Material for this exercise –
## START

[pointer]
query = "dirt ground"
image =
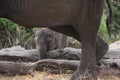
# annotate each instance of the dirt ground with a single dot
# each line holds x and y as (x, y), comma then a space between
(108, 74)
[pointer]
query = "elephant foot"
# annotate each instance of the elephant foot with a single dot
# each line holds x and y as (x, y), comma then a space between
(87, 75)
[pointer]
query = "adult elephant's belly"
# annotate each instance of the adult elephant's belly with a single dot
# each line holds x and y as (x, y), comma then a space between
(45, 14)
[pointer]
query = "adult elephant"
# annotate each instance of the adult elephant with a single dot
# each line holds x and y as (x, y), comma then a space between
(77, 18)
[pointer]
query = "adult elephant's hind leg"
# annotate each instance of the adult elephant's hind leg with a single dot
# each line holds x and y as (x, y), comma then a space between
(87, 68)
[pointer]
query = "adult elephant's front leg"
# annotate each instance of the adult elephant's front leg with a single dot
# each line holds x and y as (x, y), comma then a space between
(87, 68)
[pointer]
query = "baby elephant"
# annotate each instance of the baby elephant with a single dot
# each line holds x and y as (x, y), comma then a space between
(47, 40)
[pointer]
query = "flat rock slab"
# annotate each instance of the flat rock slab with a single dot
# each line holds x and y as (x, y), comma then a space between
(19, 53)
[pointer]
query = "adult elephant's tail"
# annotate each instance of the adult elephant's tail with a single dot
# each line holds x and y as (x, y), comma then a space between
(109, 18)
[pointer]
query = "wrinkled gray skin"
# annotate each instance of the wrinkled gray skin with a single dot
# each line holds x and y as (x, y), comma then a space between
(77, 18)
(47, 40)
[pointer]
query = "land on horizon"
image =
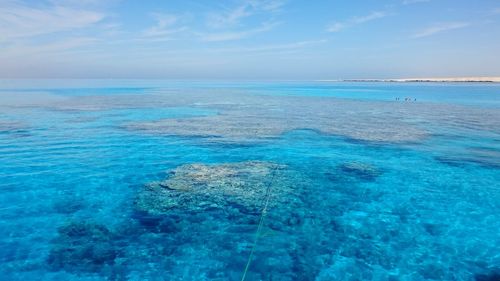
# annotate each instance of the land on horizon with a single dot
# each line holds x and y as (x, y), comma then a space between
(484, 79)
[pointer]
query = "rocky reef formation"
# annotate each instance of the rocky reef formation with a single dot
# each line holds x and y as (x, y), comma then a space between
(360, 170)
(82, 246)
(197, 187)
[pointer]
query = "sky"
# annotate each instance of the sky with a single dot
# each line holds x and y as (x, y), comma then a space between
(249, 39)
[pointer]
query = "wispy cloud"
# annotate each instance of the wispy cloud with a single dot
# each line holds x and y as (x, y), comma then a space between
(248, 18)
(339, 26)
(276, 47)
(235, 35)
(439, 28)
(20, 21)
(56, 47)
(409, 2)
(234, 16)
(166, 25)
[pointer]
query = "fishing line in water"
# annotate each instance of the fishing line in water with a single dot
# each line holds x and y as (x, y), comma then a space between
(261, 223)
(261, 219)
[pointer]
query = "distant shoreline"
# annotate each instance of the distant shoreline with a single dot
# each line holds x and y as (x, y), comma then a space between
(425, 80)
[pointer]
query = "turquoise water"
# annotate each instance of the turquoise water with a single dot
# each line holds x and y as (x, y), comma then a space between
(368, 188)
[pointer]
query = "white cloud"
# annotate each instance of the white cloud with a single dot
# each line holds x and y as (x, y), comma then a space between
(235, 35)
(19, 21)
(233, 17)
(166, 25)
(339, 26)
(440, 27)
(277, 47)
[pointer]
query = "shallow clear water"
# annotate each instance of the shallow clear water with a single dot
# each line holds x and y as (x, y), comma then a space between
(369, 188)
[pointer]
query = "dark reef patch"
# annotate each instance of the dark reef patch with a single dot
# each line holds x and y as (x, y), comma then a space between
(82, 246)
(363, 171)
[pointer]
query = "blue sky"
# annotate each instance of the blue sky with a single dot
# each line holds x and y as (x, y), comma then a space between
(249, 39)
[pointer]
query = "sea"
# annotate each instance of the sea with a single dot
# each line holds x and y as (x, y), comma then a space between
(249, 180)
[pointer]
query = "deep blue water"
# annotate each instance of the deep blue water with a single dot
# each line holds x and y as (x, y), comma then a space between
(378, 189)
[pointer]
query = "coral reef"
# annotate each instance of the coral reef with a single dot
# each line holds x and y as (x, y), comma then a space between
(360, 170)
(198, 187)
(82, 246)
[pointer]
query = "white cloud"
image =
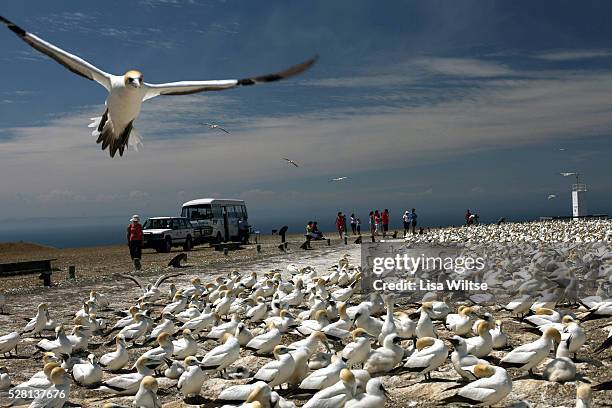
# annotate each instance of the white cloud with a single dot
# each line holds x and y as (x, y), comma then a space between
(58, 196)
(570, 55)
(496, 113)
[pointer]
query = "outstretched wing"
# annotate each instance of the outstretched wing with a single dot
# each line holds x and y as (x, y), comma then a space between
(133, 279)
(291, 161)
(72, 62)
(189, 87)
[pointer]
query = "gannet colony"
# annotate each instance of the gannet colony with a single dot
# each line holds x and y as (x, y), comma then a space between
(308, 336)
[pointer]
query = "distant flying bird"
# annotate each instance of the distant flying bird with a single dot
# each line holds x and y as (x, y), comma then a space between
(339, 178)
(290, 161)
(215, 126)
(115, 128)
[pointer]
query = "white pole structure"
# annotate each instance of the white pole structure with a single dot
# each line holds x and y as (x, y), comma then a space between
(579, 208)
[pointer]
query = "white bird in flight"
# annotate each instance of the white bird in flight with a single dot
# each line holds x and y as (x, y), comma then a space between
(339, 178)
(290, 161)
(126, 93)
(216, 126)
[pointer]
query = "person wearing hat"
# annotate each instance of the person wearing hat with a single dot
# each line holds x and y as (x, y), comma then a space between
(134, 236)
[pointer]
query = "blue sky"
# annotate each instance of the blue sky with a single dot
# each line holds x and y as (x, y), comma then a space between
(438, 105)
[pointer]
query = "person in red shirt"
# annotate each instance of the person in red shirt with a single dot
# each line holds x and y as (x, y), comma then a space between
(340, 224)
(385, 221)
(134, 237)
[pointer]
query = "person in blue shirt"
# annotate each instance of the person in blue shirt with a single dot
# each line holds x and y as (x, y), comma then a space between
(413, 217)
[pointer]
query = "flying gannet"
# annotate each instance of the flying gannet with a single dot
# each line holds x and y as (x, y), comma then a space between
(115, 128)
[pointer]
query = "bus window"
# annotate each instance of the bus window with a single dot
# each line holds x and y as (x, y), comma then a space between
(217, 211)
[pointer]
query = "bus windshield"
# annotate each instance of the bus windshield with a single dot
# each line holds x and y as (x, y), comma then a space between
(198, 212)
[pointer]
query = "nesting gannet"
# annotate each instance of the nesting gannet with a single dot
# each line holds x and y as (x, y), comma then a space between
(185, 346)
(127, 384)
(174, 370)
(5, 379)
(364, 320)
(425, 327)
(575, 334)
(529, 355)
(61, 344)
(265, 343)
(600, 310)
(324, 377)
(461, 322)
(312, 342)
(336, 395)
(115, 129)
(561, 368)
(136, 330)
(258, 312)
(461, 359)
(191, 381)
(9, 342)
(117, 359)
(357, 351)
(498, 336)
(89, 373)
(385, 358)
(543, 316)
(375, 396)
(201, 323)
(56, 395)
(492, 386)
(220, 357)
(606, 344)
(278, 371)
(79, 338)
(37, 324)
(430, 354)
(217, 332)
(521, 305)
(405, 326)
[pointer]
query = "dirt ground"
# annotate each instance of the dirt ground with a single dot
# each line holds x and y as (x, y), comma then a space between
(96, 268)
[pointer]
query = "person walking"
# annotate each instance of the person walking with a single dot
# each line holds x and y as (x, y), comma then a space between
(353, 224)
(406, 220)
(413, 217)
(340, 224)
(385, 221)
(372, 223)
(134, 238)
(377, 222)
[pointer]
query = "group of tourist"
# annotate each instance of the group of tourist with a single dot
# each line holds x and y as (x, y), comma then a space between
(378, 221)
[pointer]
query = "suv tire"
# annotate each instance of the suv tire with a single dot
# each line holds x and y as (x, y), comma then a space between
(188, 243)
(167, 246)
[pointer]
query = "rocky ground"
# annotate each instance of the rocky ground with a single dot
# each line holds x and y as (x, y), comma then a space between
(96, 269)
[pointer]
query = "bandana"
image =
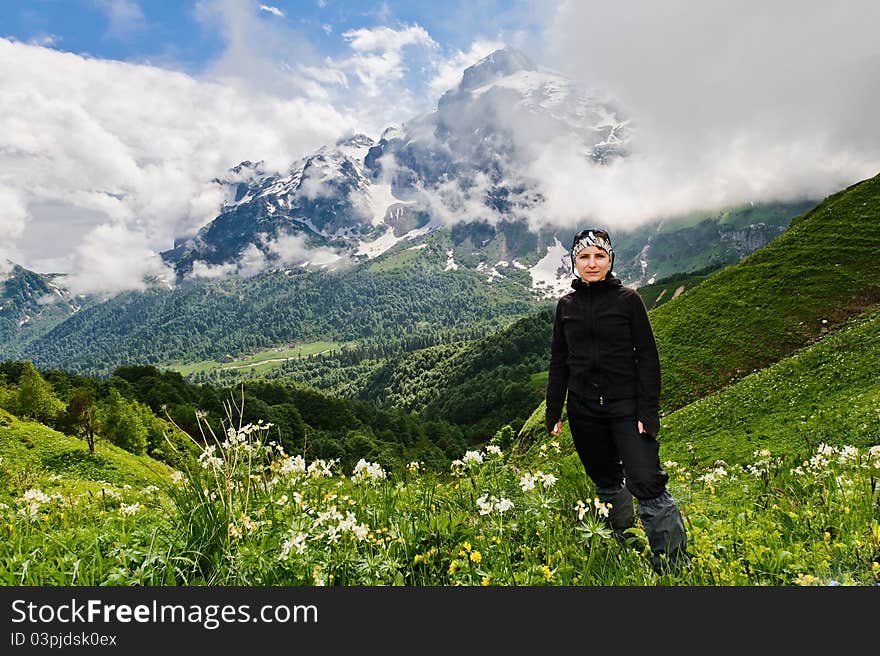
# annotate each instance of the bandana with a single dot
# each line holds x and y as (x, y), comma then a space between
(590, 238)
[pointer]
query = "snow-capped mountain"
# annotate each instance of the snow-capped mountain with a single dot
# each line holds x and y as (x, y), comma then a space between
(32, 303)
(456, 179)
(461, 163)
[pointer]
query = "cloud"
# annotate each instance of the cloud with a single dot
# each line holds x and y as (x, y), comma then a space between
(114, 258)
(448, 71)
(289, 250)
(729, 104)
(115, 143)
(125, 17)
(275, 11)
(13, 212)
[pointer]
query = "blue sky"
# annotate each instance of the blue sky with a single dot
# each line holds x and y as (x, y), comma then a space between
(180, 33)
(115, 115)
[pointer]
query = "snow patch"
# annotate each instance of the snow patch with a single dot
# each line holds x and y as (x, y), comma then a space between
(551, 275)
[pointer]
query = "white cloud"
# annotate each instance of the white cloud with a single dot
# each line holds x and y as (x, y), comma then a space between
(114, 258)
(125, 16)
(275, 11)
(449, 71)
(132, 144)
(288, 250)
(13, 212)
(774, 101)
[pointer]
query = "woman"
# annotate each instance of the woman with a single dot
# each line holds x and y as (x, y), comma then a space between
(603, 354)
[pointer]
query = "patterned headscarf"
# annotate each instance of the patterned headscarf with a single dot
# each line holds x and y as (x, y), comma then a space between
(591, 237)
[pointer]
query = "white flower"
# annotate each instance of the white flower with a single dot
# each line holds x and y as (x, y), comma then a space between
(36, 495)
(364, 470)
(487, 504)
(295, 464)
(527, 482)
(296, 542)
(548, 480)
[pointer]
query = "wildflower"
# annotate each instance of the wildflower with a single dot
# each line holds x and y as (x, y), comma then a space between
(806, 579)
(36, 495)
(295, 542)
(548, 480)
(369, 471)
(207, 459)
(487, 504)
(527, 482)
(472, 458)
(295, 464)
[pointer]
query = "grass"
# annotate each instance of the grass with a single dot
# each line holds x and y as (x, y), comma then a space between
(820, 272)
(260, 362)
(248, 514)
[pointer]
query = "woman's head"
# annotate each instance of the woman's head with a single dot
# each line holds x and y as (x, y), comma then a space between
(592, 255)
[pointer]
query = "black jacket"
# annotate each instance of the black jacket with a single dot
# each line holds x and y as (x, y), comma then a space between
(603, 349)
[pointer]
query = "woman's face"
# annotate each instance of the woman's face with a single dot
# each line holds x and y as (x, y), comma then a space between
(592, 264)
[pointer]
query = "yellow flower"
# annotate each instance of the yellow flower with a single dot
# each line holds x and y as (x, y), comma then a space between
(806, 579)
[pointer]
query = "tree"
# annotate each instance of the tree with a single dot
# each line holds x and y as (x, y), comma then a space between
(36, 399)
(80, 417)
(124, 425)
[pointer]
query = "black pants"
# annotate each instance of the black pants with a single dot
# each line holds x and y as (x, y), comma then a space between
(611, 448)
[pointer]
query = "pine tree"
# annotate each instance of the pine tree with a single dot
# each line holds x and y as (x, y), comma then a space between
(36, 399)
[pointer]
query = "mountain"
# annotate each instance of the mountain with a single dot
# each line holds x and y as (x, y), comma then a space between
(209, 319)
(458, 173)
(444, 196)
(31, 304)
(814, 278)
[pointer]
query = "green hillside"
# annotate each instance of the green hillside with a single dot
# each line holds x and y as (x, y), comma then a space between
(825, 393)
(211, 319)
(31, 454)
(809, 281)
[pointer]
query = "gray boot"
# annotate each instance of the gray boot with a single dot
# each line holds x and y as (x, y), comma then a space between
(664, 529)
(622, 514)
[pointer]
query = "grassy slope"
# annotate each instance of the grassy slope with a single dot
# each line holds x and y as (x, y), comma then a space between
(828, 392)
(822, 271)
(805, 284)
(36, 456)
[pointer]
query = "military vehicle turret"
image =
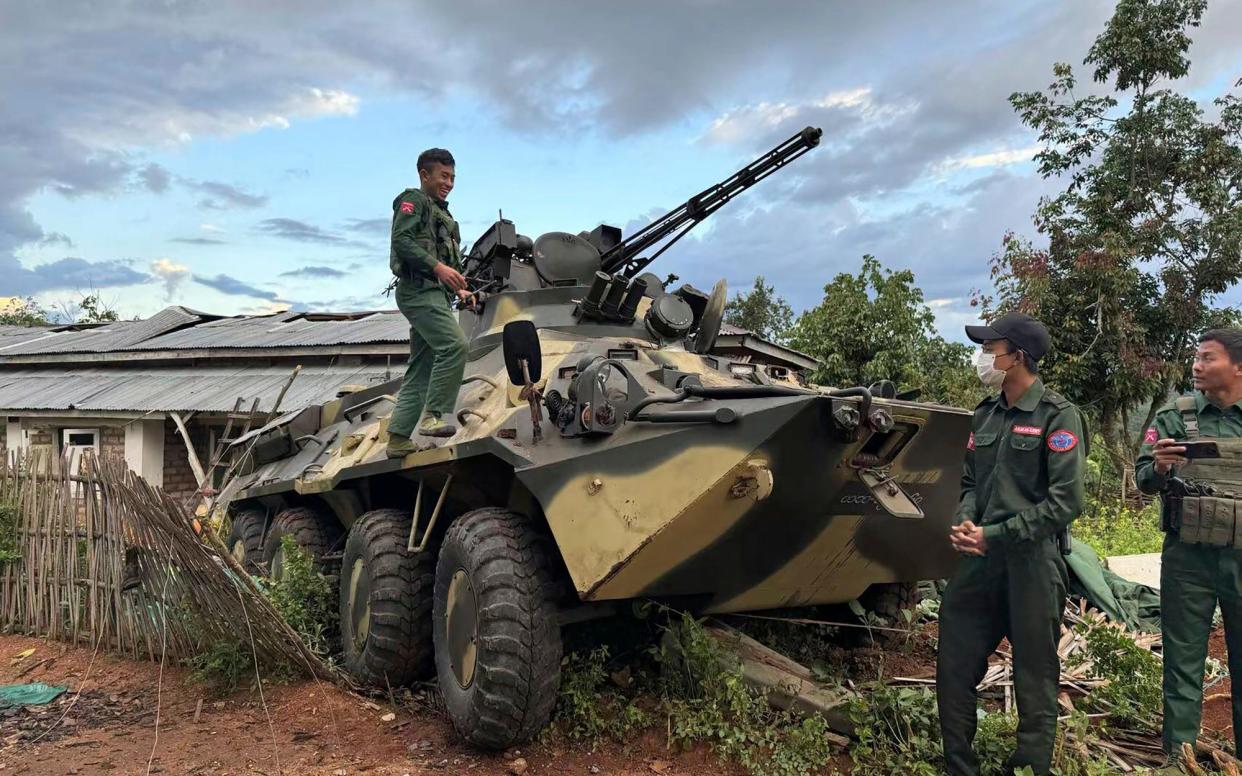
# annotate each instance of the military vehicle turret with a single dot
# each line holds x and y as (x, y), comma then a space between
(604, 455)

## END

Instruction – Return every line of the material that contains the word "skin".

The answer –
query = "wrinkled gray skin"
# annotate each instance of the wrinkled gray skin with a single dot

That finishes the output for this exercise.